— REQUIREMENT —
Return the records that follow unaltered. Omit every picture.

********

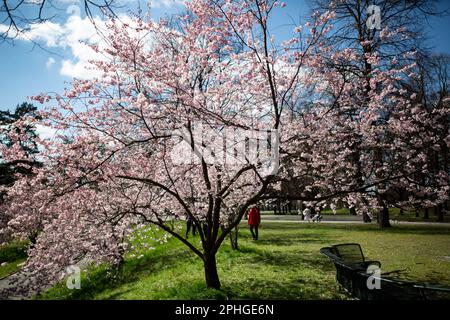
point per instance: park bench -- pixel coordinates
(352, 275)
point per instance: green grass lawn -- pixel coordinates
(284, 264)
(394, 214)
(12, 255)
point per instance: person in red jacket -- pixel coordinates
(254, 219)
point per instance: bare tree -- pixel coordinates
(16, 16)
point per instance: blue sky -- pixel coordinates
(26, 70)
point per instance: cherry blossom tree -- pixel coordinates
(217, 71)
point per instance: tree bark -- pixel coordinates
(211, 275)
(440, 213)
(383, 220)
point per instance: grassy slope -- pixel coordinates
(284, 264)
(393, 212)
(13, 254)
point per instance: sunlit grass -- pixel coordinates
(284, 264)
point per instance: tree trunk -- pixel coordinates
(211, 276)
(383, 220)
(440, 213)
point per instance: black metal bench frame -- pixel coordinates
(352, 276)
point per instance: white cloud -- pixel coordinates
(75, 34)
(45, 132)
(164, 3)
(50, 62)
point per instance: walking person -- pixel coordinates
(307, 214)
(190, 224)
(254, 219)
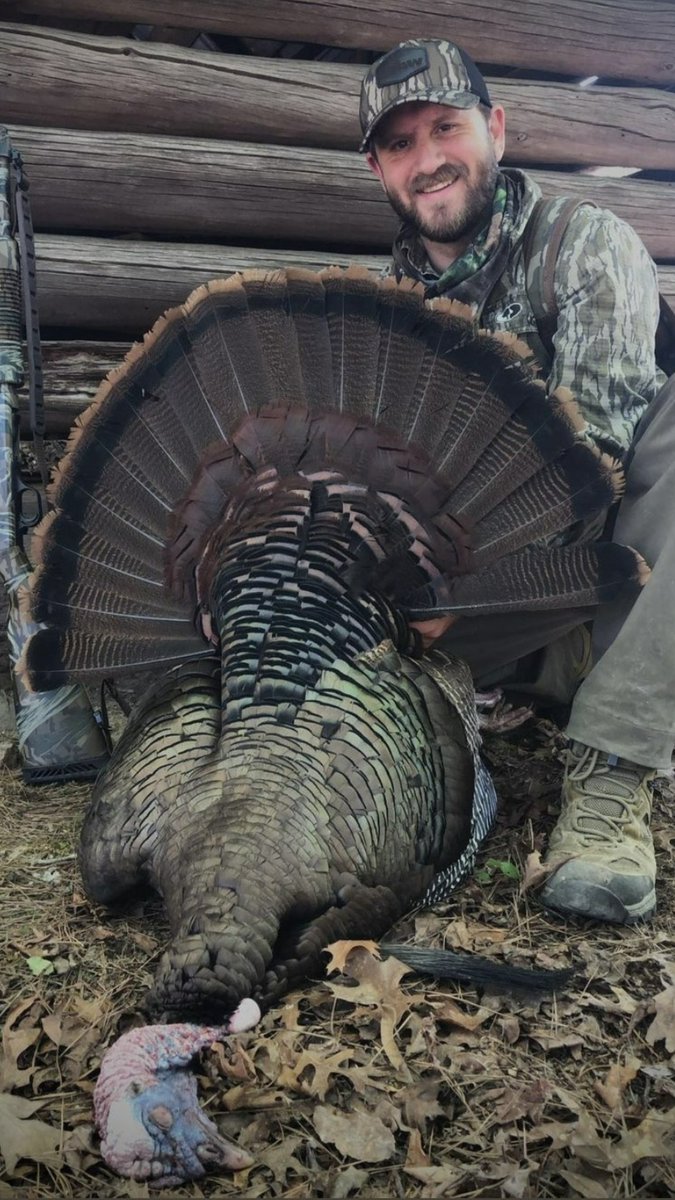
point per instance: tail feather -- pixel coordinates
(269, 310)
(533, 436)
(434, 441)
(351, 316)
(54, 657)
(306, 299)
(537, 579)
(568, 490)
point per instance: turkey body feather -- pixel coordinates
(297, 466)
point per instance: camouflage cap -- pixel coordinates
(436, 71)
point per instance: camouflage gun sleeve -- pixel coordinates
(604, 345)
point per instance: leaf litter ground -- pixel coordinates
(370, 1081)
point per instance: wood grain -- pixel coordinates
(617, 39)
(75, 81)
(179, 187)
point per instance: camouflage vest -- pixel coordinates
(541, 243)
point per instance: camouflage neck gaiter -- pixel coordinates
(472, 276)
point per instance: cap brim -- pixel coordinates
(429, 96)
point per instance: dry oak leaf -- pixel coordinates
(419, 1103)
(323, 1068)
(449, 1011)
(357, 1134)
(525, 1101)
(416, 1155)
(21, 1137)
(17, 1038)
(591, 1187)
(378, 984)
(615, 1083)
(663, 1025)
(653, 1138)
(535, 873)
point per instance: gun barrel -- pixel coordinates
(59, 737)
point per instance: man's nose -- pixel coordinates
(430, 155)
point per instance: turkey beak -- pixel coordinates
(220, 1152)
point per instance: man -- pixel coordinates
(435, 141)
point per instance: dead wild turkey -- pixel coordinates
(286, 472)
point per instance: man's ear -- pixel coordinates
(496, 126)
(371, 160)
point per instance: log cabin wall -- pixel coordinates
(160, 155)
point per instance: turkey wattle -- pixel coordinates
(290, 469)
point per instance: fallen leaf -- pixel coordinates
(615, 1083)
(377, 985)
(419, 1103)
(663, 1025)
(591, 1187)
(449, 1011)
(40, 966)
(281, 1158)
(340, 953)
(524, 1101)
(653, 1138)
(471, 935)
(357, 1134)
(22, 1137)
(535, 873)
(549, 1041)
(348, 1180)
(509, 1025)
(416, 1155)
(16, 1039)
(446, 1179)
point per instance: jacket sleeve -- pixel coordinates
(607, 293)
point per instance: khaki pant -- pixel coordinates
(626, 706)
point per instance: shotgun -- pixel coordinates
(59, 735)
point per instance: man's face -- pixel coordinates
(438, 166)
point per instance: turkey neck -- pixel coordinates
(284, 598)
(258, 826)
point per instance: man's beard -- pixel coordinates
(457, 226)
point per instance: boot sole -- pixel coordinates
(591, 901)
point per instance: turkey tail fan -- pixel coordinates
(537, 579)
(432, 436)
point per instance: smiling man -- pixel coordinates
(587, 307)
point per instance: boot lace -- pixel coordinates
(607, 796)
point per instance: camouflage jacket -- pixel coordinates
(607, 294)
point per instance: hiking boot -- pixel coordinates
(602, 840)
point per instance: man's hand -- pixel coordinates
(430, 630)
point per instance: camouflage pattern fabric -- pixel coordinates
(435, 71)
(607, 293)
(478, 269)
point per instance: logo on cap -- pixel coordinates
(400, 65)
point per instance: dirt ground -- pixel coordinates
(370, 1081)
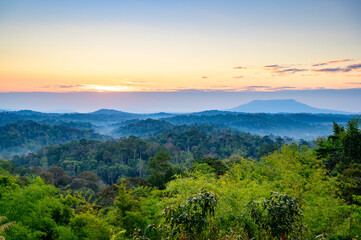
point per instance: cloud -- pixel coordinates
(292, 70)
(273, 66)
(281, 88)
(332, 70)
(62, 86)
(331, 62)
(354, 66)
(354, 83)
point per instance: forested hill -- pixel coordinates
(128, 157)
(106, 121)
(98, 117)
(298, 125)
(25, 136)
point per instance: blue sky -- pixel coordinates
(175, 46)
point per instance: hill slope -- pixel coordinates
(280, 106)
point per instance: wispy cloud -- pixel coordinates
(238, 68)
(331, 62)
(332, 70)
(94, 87)
(354, 66)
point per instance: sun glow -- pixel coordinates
(102, 88)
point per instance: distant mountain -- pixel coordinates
(280, 106)
(110, 112)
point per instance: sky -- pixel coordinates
(66, 46)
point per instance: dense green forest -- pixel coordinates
(290, 192)
(118, 123)
(127, 157)
(24, 136)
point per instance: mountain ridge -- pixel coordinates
(281, 106)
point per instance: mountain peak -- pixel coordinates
(280, 106)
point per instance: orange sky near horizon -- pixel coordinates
(207, 48)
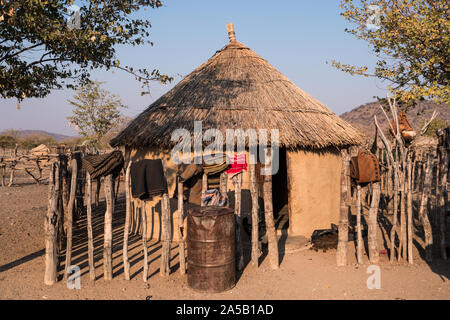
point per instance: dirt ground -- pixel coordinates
(304, 274)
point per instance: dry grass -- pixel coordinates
(236, 88)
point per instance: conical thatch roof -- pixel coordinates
(236, 88)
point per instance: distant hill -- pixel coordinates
(362, 117)
(58, 137)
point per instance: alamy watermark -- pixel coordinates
(74, 278)
(373, 22)
(374, 280)
(74, 20)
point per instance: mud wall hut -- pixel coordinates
(237, 89)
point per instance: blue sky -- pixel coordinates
(296, 37)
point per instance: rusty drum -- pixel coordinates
(210, 245)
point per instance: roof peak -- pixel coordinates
(231, 34)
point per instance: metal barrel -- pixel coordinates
(211, 245)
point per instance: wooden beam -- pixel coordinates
(237, 182)
(50, 227)
(181, 247)
(126, 229)
(107, 247)
(268, 214)
(89, 226)
(69, 216)
(255, 217)
(341, 253)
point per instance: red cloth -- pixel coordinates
(238, 163)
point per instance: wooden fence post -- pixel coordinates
(359, 243)
(69, 216)
(166, 231)
(237, 182)
(180, 227)
(409, 200)
(424, 215)
(144, 238)
(443, 198)
(107, 247)
(255, 218)
(126, 230)
(51, 230)
(341, 253)
(372, 223)
(89, 226)
(97, 192)
(268, 215)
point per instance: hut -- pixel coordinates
(237, 89)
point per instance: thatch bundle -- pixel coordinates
(236, 88)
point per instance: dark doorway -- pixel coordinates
(279, 186)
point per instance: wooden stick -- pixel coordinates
(69, 216)
(180, 228)
(116, 194)
(422, 214)
(97, 192)
(403, 240)
(268, 214)
(255, 218)
(224, 184)
(359, 243)
(107, 247)
(166, 231)
(443, 196)
(126, 229)
(144, 238)
(89, 226)
(51, 245)
(341, 253)
(237, 182)
(409, 209)
(204, 187)
(372, 223)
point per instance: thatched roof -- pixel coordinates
(236, 88)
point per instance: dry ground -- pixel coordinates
(304, 274)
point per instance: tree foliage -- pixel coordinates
(96, 111)
(41, 51)
(411, 42)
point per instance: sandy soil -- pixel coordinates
(304, 274)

********

— COMPLETED TASK —
point per instance: park bench -- pixel coordinates
(352, 275)
point per instance: green grass lawn -- pixel coordinates
(284, 264)
(394, 214)
(12, 255)
point per instance: person in red jacket -- pixel coordinates
(254, 219)
point per instance: bare tree -- pixel coordinates
(16, 16)
point per instance: blue sky -- pixel coordinates
(26, 70)
point per instance: cherry blossom tree -- pixel coordinates
(217, 71)
point per instance: tree bark -- pixel coordinates
(211, 275)
(440, 213)
(383, 220)
point per instance: grassy slope -- pixel coordinates
(284, 264)
(393, 212)
(13, 254)
point per instance: sunlit grass -- pixel coordinates
(284, 264)
point per instance: tree trunk -- pixel coordinates
(211, 276)
(383, 220)
(440, 213)
point per instance: black metal bench frame -- pixel coordinates
(352, 276)
point per instance: white cloud -- pixel coordinates
(75, 34)
(45, 132)
(164, 3)
(50, 62)
point per instance: walking person -- pixel coordinates
(307, 214)
(190, 224)
(254, 219)
point per instance: tail feather -- pixel coordinates
(269, 310)
(533, 436)
(434, 441)
(351, 316)
(54, 657)
(306, 299)
(537, 579)
(568, 490)
point per instance: turkey body feather -- pixel coordinates
(297, 466)
point per instance: camouflage cap -- pixel coordinates
(436, 71)
point per instance: camouflage gun sleeve -- pixel coordinates
(604, 345)
point per instance: leaf litter ground -- pixel coordinates
(370, 1081)
point per instance: wood grain -- pixel coordinates
(617, 39)
(75, 81)
(179, 187)
point per instance: camouflage vest -- pixel coordinates
(541, 243)
point per instance: camouflage neck gaiter -- pixel coordinates
(472, 276)
point per instance: cap brim -- pixel coordinates
(429, 96)
point per instance: dry oak leaf -- pixel coordinates
(419, 1103)
(323, 1068)
(449, 1011)
(357, 1134)
(525, 1101)
(416, 1155)
(21, 1137)
(17, 1038)
(591, 1187)
(378, 984)
(615, 1083)
(663, 1025)
(653, 1138)
(535, 873)
point per instance: gun barrel -- pixel coordinates
(59, 737)
point per instance: man's nose -- pixel coordinates
(430, 155)
point per instance: turkey beak -- pixel coordinates
(220, 1152)
point per instance: man -- pixel coordinates
(435, 141)
point per instance: dead wild turkey -- pixel coordinates
(286, 472)
point per instance: man's ear -- pixel coordinates
(496, 126)
(371, 160)
point per instance: log cabin wall -- pixel coordinates
(160, 155)
point per instance: turkey wattle -- pixel coordinates
(290, 469)
point per instance: fallen leaf -- pixel coordinates
(615, 1083)
(377, 985)
(419, 1103)
(663, 1025)
(591, 1187)
(449, 1011)
(40, 966)
(281, 1158)
(340, 953)
(524, 1101)
(653, 1138)
(471, 935)
(357, 1134)
(22, 1137)
(535, 873)
(549, 1041)
(348, 1180)
(509, 1025)
(416, 1155)
(16, 1039)
(446, 1179)
point per instance: jacket sleeve -- pixel coordinates
(607, 293)
point per instance: khaki pant -- pixel coordinates
(626, 706)
point per instance: shotgun -- pixel coordinates
(59, 735)
point per instance: man's face -- pixel coordinates
(438, 166)
point per instance: turkey neck -- pixel coordinates
(284, 598)
(258, 826)
point per instance: man's beard -- pixel coordinates
(457, 226)
point per instance: boot sole -- pixel coordinates
(591, 901)
point per instance: turkey tail fan -- pixel coordinates
(537, 579)
(432, 436)
point per instance: smiling man -- pixel coordinates
(587, 307)
point per instance: boot lace -- pixel coordinates
(607, 796)
point per instance: camouflage jacket -- pixel coordinates
(607, 294)
point per instance: hiking boot -- pixel coordinates
(602, 840)
point per instance: man's hand -- pixel coordinates
(430, 630)
point per instance: camouflage pattern fabric -- pixel coordinates
(435, 71)
(607, 293)
(478, 269)
point per instance: logo on cap -- pixel coordinates
(400, 65)
point per instance: dirt ground -- pixel coordinates
(370, 1081)
point per instance: cloud -- pixel coordinates
(292, 70)
(273, 66)
(281, 88)
(332, 70)
(62, 86)
(331, 62)
(354, 66)
(354, 83)
point per instance: forested hill -- pixel coordinates
(128, 157)
(106, 121)
(98, 117)
(298, 125)
(25, 136)
point per instance: blue sky -- pixel coordinates
(175, 46)
point per instance: hill slope -- pixel coordinates
(280, 106)
point per instance: wispy cloud -- pixel coordinates
(238, 68)
(331, 62)
(332, 70)
(94, 87)
(354, 66)
point per instance: sun glow -- pixel coordinates
(102, 88)
point per instance: distant mountain -- pixel coordinates
(280, 106)
(110, 112)
point per instance: sky -- pixel coordinates
(66, 46)
point per instance: dense green forest -- pixel coordinates
(290, 192)
(118, 123)
(127, 157)
(24, 136)
point per instance: mountain ridge -- pixel coordinates
(281, 106)
point per instance: mountain peak -- pixel coordinates
(280, 106)
point per instance: orange sky near horizon -- pixel coordinates
(207, 48)
point per instance: dirt ground -- pixel coordinates
(304, 274)
point per instance: dry grass -- pixel coordinates
(236, 88)
point per instance: conical thatch roof -- pixel coordinates
(236, 88)
point per instance: distant hill -- pixel coordinates
(362, 117)
(58, 137)
point per instance: alamy watermark -- pixel coordinates
(74, 278)
(373, 22)
(374, 280)
(74, 20)
point per instance: mud wall hut -- pixel coordinates
(237, 89)
point per instance: blue sky -- pixel coordinates
(296, 37)
point per instance: rusty drum -- pixel coordinates
(210, 245)
point per instance: roof peak -- pixel coordinates
(231, 34)
point per instance: metal barrel -- pixel coordinates
(211, 245)
point per instance: wooden beam -- pixel coordinates
(237, 182)
(50, 227)
(181, 247)
(126, 229)
(107, 247)
(268, 214)
(89, 226)
(69, 216)
(255, 217)
(341, 253)
point per instance: red cloth -- pixel coordinates
(238, 163)
point per instance: wooden fence post -- pixel coordinates
(359, 243)
(69, 216)
(166, 231)
(237, 182)
(180, 227)
(409, 200)
(424, 215)
(144, 238)
(443, 198)
(107, 247)
(255, 218)
(126, 230)
(51, 230)
(341, 253)
(372, 223)
(89, 226)
(97, 192)
(268, 215)
point per instance: hut -- pixel coordinates
(237, 89)
point per instance: thatch bundle -- pixel coordinates
(236, 88)
point per instance: dark doorway -- pixel coordinates
(279, 186)
point per instance: wooden stick -- pixel coordinates
(69, 216)
(180, 228)
(116, 194)
(422, 214)
(97, 192)
(403, 240)
(268, 214)
(255, 218)
(224, 184)
(359, 243)
(107, 247)
(166, 231)
(443, 196)
(126, 229)
(144, 238)
(89, 226)
(51, 245)
(341, 253)
(237, 182)
(409, 209)
(204, 187)
(372, 223)
point per instance: thatched roof -- pixel coordinates
(236, 88)
point per instance: dry ground -- pixel coordinates
(304, 274)
point per instance: tree foliage -- pixel coordinates
(96, 111)
(41, 51)
(411, 42)
point per instance: sandy soil -- pixel coordinates
(304, 274)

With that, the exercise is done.